EXCERPT TO READ section start

Part 1: There is no money in art
The guy crushed my dreams of being a filmmaker. He was a recruiter from the Hospitality and Tourism College in San Juan. I met him in high school at a career day when I attended his session while accompanying a friend of mine who was interested in tourism. He spoke about hotels, tourism, and being a chef. Professional cooking caught my attention. I didn’t know one could go to college to learn how to cook! At the end of the talk, my friend and I spoke with him. My friend was more interested in the hospitality side of things, and I only ask a few questions about the culinary program. As a recruiter, I figured he sensed that while I was asking questions, I wasn’t very committed or sincerely interested in his program. He then asked me, “what do you like to do? What do you want to do after high school?”
“Oh, I’m interested in filmmaking. I want to make movies,” I said.
He faked a smile and said: “that’s neat, but there is no money in art. If you have a degree in cooking, you can always have a job.”
I wanted to be a filmmaker immediately after watching The Making of Jurassic Park in 1994. I was captivated by the process of making movies and telling stories. In Spanish class, during junior year in high school, we had to create a play based on one of the novels we read. I didn’t want to do a play, so my friends and I suggested if we could make a movie instead. I jumped onto the director’s role (of course), and we shot the movie with a camcorder and edited the thing with two VHS. We focused on action scenes and incorporated some Aikido moves into them. The movie turned out awesome (or so I remember); it was silly and funny with all of our terrible actings. The experience of making this silly home video further cemented my desire to become a filmmaker.
As my high school years were coming to an end, most of my friends had clear career paths in mind: dentist, engineers, business.
I wanted to make movies. But, back then in Puerto Rico, there wasn’t a dedicated film school. The only way to formal education in filmmaking was through a communications degree at one specific college that was kind of far from where I live. I wasn’t quite sure that was what I wanted to do. Senior year was ending soon, and I still didn’t know where I was heading to college.

EXCERPT TO READ section end
MATERIAL SHOWN section start

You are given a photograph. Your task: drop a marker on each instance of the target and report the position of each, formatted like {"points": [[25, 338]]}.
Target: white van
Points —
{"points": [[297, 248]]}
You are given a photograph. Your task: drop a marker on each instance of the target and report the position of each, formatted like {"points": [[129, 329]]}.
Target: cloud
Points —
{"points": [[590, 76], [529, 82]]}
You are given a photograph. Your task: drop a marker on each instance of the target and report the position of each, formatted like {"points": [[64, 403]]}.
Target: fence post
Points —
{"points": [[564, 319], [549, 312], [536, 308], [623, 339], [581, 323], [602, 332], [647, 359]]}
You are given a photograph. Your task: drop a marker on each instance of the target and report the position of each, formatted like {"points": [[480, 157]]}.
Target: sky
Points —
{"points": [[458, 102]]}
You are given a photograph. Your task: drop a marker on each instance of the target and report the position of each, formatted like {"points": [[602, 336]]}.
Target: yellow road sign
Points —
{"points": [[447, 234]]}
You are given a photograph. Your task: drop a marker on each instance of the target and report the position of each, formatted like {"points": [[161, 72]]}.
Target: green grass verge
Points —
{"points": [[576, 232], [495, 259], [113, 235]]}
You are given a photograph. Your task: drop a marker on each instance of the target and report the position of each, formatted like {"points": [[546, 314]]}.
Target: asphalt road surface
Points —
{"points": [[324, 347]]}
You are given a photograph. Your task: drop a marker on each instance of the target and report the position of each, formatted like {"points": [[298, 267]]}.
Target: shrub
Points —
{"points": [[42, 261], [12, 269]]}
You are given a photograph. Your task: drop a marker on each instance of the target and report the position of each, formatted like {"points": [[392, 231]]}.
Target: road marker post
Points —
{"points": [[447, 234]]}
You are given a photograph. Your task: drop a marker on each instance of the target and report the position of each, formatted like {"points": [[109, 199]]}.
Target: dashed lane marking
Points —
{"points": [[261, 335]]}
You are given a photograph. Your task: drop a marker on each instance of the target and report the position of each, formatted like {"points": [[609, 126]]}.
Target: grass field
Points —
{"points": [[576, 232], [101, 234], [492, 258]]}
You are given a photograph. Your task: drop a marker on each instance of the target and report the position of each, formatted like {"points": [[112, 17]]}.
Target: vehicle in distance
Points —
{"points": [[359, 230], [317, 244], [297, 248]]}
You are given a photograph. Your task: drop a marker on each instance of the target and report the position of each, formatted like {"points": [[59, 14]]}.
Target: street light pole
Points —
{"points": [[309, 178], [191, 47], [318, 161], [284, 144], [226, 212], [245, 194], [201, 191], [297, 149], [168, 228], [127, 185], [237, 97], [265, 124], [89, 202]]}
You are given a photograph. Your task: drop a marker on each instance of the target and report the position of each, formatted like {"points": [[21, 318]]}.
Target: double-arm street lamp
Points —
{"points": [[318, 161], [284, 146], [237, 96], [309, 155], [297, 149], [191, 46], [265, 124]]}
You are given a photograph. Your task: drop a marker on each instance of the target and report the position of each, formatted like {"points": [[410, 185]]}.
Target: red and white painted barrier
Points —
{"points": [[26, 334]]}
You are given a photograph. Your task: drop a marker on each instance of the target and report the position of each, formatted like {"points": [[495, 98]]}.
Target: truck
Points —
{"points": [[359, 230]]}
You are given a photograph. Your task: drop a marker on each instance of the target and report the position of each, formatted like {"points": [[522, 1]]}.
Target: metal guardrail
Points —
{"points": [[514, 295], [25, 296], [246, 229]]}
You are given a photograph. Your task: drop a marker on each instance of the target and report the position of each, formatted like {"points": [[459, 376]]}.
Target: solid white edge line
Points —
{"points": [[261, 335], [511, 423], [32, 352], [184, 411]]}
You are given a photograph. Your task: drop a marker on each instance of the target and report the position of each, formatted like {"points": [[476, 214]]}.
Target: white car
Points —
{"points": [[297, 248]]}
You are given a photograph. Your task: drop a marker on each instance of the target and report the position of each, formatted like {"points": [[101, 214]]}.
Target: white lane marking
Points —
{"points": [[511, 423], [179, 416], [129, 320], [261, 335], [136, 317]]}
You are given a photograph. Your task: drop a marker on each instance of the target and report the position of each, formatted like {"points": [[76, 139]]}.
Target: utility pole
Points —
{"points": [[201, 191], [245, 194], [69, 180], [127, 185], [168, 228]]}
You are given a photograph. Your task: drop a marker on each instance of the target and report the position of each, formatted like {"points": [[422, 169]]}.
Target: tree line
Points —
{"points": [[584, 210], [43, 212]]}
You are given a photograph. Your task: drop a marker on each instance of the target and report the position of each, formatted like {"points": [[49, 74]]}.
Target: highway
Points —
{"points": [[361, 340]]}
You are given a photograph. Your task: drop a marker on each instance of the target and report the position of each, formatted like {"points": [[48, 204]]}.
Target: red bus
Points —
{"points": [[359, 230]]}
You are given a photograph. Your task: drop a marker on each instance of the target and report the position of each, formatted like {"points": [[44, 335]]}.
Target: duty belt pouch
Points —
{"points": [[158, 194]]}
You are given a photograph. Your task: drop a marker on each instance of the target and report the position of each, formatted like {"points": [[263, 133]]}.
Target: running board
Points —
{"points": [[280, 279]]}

MATERIAL SHOWN section end

• WHAT YOU WILL DO:
(1) Summarize the filmmaking essay in three sentences.
(2) Reproduce the passage of the filmmaking essay starting at "I wanted to make" and ending at "heading to college.".

• RESPONSE LIST:
(1) At a high school career day, a recruiter from the Hospitality and Tourism College in San Juan told the narrator, who wanted to make movies, that there is no money in art and that a degree in cooking means one can always have a job. The narrator's wish to be a filmmaker began after watching The Making of Jurassic Park in 1994 and was cemented by directing a silly camcorder movie for a junior-year Spanish class. Because Puerto Rico had no dedicated film school and senior year was ending, the narrator still didn't know where to go to college.

(2)
I wanted to make movies. But, back then in Puerto Rico, there wasn’t a dedicated film school. The only way to formal education in filmmaking was through a communications degree at one specific college that was kind of far from where I live. I wasn’t quite sure that was what I wanted to do. Senior year was ending soon, and I still didn’t know where I was heading to college.